======== DATA SECTION

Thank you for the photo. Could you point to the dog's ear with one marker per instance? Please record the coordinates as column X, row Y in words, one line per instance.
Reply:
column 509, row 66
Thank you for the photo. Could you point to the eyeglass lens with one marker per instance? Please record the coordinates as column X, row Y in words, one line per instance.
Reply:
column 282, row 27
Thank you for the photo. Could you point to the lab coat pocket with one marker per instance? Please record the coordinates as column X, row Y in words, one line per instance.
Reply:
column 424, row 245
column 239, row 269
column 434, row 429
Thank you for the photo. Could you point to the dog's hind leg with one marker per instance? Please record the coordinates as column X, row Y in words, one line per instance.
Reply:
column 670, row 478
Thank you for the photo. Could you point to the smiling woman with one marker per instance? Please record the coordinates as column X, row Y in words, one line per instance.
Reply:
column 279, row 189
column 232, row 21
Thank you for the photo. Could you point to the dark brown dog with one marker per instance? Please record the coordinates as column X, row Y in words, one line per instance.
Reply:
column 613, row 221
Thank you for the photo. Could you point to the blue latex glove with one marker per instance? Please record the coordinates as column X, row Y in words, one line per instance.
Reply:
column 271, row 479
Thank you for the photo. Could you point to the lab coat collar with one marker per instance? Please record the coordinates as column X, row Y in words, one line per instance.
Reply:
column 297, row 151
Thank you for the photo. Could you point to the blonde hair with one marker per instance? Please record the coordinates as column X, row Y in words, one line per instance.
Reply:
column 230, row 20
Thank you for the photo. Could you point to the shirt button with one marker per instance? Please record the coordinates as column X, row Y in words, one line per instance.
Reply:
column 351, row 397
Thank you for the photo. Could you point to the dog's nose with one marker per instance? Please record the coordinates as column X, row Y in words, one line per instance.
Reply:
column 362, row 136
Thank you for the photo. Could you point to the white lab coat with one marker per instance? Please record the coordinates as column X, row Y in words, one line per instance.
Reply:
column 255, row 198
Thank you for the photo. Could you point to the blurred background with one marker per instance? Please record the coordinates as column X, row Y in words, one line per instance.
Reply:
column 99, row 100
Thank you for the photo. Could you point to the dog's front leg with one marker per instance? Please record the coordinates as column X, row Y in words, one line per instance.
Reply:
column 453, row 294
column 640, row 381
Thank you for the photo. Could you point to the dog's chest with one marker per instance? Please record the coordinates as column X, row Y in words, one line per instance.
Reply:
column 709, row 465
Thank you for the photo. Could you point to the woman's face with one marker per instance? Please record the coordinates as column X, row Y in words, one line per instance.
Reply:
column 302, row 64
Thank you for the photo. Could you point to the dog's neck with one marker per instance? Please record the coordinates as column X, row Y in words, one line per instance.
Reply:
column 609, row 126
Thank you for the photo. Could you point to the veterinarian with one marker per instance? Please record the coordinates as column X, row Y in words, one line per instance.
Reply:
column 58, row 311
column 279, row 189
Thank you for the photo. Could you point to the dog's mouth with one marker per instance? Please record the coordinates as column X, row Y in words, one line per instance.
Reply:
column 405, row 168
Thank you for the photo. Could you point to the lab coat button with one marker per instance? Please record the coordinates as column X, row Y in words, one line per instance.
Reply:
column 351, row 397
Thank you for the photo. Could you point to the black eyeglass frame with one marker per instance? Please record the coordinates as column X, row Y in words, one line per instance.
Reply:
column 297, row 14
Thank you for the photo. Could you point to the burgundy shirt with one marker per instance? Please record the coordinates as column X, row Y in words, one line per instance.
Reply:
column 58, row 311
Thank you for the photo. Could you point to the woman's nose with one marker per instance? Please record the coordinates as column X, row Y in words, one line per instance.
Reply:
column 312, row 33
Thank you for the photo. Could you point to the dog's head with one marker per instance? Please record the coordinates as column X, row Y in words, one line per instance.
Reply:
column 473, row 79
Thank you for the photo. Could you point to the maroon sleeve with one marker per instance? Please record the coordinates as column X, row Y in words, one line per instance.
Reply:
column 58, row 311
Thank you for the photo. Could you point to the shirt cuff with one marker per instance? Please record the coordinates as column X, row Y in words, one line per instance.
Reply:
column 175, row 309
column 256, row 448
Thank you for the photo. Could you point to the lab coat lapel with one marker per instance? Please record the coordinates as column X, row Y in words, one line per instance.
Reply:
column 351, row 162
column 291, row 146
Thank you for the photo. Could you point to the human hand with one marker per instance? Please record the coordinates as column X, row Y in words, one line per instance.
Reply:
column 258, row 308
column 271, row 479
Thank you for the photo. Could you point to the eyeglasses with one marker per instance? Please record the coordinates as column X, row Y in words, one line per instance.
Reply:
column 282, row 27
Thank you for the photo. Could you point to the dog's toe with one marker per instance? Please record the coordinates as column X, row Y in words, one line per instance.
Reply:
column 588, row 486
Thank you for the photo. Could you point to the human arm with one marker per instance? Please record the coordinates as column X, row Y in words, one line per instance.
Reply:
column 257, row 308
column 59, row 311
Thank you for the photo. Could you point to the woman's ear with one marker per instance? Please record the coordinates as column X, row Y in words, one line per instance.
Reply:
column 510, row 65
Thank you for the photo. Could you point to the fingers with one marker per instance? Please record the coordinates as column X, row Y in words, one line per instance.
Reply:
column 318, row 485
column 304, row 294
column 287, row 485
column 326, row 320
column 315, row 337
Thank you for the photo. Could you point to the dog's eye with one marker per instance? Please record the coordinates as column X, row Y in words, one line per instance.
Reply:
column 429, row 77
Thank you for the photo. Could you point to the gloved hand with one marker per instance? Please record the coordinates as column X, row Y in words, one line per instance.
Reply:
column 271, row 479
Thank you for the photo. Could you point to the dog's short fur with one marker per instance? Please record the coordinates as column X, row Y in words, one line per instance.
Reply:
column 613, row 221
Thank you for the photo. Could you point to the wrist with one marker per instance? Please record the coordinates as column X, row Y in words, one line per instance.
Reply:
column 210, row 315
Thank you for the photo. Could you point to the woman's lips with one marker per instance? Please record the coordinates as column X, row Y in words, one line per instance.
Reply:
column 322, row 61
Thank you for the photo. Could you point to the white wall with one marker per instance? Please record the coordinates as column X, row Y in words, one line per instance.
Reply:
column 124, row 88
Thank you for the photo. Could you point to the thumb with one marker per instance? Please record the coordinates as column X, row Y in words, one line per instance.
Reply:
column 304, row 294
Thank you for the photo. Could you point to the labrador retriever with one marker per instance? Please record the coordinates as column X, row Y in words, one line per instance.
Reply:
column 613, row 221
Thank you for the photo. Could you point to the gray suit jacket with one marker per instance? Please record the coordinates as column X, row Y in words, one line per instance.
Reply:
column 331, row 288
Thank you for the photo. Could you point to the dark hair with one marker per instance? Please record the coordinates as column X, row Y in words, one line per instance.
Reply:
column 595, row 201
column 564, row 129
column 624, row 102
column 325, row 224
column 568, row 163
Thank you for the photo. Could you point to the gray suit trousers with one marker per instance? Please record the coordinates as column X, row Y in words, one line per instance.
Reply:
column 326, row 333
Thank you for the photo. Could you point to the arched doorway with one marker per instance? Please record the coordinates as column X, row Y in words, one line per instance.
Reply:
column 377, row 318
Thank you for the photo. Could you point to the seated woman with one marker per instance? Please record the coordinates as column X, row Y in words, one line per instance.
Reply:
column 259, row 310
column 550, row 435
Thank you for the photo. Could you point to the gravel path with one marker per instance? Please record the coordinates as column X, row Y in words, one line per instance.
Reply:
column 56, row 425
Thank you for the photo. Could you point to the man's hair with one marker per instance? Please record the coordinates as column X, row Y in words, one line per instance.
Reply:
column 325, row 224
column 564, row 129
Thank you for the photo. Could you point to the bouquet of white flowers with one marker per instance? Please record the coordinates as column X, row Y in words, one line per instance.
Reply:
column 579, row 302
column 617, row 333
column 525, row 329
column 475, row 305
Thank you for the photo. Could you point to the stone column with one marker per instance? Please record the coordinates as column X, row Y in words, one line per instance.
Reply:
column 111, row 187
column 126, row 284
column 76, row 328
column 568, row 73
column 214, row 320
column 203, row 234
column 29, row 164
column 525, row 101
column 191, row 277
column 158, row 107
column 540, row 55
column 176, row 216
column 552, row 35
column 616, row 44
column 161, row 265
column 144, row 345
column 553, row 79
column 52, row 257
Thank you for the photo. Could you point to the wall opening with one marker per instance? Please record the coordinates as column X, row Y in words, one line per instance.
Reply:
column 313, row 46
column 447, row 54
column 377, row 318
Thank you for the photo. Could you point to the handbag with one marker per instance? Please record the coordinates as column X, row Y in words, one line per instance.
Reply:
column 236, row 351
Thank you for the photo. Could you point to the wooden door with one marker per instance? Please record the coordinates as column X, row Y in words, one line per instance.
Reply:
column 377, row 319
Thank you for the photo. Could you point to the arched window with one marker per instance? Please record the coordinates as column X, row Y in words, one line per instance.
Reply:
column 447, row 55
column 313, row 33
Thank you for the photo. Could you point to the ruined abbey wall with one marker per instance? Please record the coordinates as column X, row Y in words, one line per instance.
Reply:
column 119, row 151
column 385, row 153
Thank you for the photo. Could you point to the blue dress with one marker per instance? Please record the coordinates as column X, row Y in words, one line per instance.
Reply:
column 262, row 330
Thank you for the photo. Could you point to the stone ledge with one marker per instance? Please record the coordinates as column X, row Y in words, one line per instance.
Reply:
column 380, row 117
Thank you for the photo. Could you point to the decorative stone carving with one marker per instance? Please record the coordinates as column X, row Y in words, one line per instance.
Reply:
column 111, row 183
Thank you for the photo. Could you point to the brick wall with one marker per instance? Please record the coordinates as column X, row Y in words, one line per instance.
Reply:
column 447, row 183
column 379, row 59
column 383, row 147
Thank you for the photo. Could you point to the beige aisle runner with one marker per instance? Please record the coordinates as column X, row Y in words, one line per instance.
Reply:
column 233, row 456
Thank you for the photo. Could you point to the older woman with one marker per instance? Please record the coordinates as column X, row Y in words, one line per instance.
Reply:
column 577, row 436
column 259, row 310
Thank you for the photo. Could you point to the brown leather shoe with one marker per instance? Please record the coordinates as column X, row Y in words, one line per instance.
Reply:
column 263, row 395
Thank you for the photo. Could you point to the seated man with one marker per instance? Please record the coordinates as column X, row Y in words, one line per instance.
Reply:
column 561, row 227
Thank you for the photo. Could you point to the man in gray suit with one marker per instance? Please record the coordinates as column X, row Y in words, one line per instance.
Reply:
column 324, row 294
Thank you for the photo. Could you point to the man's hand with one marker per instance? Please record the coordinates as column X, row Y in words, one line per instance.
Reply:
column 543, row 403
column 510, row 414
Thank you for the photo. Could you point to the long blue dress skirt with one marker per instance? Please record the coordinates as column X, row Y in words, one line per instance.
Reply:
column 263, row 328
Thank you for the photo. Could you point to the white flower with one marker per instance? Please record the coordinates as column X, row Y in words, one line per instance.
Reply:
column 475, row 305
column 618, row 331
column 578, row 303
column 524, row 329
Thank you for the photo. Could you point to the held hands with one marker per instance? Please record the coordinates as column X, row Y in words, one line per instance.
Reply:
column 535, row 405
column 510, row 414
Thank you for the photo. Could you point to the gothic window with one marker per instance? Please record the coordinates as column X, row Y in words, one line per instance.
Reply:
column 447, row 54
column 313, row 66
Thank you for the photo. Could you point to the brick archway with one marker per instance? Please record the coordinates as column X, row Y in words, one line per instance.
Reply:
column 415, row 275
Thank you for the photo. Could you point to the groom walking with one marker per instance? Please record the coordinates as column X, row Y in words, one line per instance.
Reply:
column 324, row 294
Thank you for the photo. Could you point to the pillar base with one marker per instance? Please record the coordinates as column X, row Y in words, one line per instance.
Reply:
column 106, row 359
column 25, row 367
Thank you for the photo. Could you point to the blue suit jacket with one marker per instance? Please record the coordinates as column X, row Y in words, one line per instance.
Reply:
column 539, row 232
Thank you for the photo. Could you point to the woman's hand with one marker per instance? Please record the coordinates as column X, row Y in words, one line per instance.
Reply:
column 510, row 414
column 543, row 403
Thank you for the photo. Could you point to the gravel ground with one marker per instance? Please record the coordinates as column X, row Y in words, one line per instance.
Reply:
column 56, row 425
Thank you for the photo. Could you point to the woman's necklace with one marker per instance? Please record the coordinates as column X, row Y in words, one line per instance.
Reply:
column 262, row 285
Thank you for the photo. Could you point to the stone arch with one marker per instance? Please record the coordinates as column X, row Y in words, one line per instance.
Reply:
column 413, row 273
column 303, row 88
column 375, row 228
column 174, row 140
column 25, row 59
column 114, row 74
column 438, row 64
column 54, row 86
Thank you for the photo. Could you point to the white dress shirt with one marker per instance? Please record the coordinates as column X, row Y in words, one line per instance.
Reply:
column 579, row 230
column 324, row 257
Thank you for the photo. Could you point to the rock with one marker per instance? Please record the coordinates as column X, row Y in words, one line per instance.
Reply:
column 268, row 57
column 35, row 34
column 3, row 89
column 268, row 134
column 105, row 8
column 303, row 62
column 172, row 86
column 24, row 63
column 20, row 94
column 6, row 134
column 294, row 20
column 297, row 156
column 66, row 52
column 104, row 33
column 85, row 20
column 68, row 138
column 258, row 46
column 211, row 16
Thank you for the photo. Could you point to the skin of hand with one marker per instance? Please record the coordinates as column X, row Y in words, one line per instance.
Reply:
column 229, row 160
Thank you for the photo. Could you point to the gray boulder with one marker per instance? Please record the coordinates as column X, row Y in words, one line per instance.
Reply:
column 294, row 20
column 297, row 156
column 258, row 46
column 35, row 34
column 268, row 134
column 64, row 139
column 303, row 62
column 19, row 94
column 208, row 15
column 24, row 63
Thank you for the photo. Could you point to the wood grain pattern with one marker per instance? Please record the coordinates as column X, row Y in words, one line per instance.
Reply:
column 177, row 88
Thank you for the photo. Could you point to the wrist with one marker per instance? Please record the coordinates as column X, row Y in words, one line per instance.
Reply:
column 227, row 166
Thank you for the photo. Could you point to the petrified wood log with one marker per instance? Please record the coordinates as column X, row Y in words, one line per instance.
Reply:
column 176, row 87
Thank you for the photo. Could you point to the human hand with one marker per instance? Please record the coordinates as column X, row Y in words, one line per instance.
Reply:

================

◆ **PROBLEM STATEMENT**
Write out exactly the lines that fall from the line with "the white dress" to the line with "the gray boulder" in the records above, keeping both ends.

◆ **RESULT OF THE EXERCISE**
Thank you for the photo. Could you point to the white dress shirt with one marker per instance? Please record the coordinates as column X, row Y in words, one line per instance.
Reply:
column 579, row 230
column 324, row 257
Thank you for the photo. Could you point to the rock with one marker per instance? Please record the coordinates as column X, row Y in words, one line per instance.
Reply:
column 268, row 57
column 35, row 34
column 3, row 89
column 268, row 134
column 105, row 8
column 303, row 62
column 172, row 86
column 24, row 63
column 20, row 94
column 6, row 134
column 294, row 20
column 297, row 156
column 66, row 52
column 104, row 33
column 85, row 20
column 68, row 138
column 258, row 46
column 211, row 16
Thank you for the photo. Could you point to the skin of hand with one marker per instance? Please record the coordinates as column X, row Y in words, one line per instance.
Reply:
column 229, row 160
Thank you for the photo. Could you point to the gray boulder with one marker per instance? Please record the coordinates as column X, row Y in words, one line per instance.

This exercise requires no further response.